#### TRY IT:
Word for word, give again the line holding "snow boot. Return only the coordinates." and each line after it to the end of the listing below.

#### MATERIAL FOR THIS TASK:
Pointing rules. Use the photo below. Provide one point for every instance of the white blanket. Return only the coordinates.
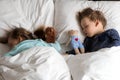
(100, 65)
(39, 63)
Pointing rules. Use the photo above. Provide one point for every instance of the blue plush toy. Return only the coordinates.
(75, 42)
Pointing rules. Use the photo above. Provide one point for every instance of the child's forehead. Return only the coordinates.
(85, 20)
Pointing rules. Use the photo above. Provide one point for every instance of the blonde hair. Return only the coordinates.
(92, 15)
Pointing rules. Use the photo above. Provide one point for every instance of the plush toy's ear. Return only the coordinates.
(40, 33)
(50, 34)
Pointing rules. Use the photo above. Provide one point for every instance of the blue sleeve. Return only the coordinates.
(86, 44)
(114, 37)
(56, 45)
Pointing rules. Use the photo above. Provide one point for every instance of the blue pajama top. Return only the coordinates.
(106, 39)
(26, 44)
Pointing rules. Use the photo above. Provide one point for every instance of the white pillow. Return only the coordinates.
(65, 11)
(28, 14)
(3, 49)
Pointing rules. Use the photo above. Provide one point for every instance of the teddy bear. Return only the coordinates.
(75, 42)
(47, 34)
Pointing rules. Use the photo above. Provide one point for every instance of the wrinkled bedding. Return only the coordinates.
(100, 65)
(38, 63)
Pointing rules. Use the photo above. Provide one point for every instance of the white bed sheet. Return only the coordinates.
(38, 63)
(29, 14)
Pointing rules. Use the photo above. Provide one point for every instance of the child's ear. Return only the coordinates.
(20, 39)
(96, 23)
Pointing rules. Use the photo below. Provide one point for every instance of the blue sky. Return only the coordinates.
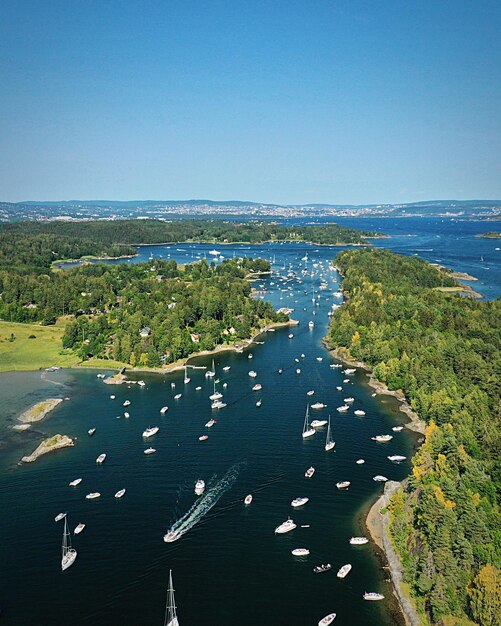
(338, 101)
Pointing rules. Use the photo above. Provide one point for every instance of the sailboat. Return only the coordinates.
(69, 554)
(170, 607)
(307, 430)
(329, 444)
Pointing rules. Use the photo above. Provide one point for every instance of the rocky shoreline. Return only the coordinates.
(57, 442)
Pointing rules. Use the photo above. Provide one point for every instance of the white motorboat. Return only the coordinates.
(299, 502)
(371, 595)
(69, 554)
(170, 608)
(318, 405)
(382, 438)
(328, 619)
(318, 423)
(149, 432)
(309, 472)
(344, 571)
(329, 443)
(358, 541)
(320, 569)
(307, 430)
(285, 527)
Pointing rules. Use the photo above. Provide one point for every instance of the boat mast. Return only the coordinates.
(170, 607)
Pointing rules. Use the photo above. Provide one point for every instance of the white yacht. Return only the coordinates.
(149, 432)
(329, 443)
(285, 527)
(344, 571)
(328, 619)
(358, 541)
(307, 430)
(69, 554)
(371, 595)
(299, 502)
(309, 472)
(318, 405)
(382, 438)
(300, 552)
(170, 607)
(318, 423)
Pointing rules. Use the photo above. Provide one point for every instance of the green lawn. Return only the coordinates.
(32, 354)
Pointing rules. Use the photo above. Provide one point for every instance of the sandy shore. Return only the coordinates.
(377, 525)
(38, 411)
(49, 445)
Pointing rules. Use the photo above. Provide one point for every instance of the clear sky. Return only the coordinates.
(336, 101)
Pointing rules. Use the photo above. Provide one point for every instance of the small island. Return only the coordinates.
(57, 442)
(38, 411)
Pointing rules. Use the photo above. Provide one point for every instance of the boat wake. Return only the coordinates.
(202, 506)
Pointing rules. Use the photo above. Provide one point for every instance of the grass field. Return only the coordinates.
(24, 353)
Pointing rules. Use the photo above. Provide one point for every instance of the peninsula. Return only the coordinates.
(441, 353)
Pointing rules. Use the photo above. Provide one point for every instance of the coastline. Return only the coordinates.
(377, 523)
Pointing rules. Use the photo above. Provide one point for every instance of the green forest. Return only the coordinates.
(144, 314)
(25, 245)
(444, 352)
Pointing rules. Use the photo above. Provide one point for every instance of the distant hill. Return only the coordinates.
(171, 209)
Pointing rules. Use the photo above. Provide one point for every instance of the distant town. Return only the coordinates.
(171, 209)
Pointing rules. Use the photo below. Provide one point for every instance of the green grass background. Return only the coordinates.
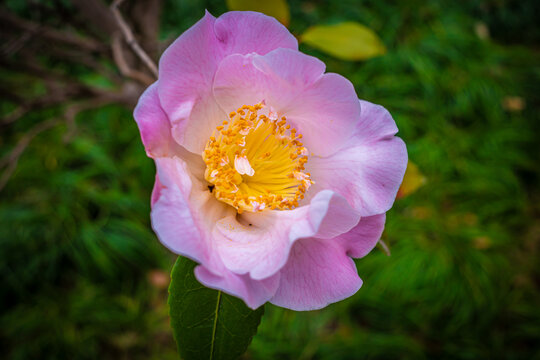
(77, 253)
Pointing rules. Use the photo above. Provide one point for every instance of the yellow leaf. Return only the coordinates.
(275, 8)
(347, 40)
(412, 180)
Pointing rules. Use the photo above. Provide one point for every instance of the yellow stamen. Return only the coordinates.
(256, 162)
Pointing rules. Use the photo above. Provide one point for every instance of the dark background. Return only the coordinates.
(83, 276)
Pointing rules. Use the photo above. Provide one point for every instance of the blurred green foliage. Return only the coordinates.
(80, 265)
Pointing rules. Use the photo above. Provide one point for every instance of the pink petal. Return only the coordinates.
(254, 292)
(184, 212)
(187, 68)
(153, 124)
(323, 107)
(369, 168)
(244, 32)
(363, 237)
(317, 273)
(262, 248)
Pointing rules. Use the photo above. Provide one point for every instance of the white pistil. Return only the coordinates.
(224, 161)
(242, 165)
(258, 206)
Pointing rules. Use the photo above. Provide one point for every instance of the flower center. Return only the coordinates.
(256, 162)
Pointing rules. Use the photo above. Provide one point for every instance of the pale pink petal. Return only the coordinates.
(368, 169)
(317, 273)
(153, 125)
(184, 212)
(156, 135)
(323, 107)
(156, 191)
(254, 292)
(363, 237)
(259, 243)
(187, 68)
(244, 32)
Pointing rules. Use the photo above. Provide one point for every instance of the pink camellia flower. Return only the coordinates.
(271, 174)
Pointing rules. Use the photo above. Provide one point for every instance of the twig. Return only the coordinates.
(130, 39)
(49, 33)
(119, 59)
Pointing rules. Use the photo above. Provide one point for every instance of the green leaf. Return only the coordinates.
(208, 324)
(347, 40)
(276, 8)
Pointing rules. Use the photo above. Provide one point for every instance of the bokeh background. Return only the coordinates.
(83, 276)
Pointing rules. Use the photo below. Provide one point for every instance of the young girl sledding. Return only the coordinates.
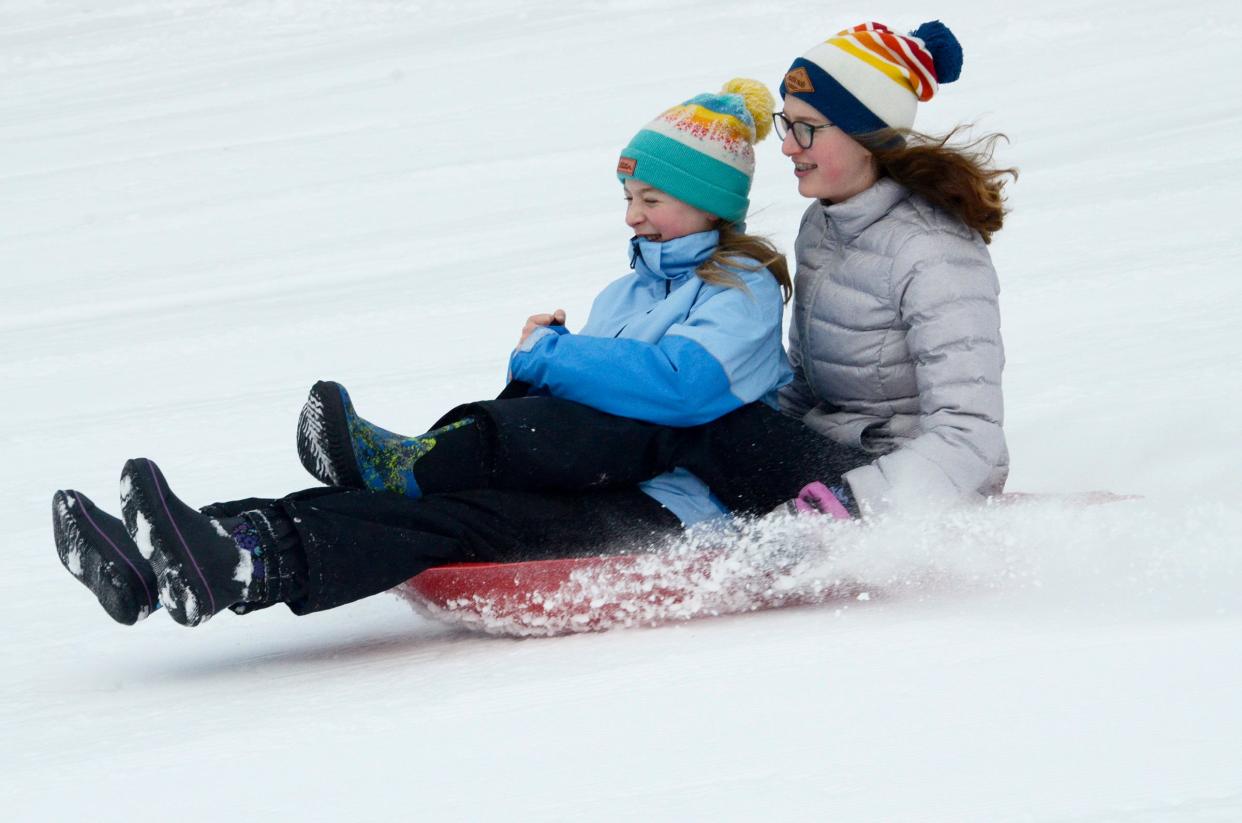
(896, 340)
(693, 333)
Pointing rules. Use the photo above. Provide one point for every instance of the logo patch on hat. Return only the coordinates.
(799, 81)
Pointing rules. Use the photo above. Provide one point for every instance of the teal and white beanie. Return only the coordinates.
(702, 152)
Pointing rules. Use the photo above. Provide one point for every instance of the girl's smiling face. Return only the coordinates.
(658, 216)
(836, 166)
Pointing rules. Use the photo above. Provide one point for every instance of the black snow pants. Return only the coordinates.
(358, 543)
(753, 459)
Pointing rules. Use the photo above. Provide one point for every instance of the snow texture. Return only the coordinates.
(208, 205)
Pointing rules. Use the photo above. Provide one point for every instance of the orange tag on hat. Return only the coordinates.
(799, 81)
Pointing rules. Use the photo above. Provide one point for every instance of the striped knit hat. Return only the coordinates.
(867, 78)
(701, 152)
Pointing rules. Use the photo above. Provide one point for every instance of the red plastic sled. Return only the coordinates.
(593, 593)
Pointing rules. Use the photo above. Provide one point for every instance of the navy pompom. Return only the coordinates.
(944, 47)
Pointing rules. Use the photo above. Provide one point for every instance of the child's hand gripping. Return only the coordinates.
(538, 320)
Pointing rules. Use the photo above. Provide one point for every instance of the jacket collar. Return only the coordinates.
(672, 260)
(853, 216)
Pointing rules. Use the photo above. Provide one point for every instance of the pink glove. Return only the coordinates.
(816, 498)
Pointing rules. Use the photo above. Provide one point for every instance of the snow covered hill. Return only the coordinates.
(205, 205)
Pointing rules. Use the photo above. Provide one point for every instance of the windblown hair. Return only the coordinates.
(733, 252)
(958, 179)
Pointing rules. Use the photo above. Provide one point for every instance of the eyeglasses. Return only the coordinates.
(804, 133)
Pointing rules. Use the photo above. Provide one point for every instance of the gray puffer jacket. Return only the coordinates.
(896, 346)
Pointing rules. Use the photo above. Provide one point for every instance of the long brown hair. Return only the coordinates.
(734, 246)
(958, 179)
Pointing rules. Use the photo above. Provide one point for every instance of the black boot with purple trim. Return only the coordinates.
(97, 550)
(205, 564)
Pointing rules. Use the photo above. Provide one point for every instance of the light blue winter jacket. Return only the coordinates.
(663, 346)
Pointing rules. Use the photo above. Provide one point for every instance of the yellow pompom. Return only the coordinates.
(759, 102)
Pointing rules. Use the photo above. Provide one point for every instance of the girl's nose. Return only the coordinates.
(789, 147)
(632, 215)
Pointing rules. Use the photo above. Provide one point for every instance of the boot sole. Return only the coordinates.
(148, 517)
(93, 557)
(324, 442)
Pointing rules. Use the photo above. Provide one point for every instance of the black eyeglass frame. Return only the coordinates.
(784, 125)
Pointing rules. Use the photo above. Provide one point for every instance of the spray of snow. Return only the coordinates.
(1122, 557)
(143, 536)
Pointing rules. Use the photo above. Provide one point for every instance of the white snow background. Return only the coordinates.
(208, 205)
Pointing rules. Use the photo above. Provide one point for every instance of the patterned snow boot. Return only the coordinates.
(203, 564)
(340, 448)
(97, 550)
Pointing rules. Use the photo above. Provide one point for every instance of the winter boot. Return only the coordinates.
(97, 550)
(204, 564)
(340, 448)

#### RESULT OF THIS TASK:
Pointing rules. Use the photo above. Provide one point for every instance of the patterned snow boot. Return only the coordinates.
(203, 564)
(340, 448)
(97, 550)
Pointing rules. Use the photo above. Provide one point for every instance of the winter boot. Return only the coordinates.
(97, 550)
(204, 564)
(340, 448)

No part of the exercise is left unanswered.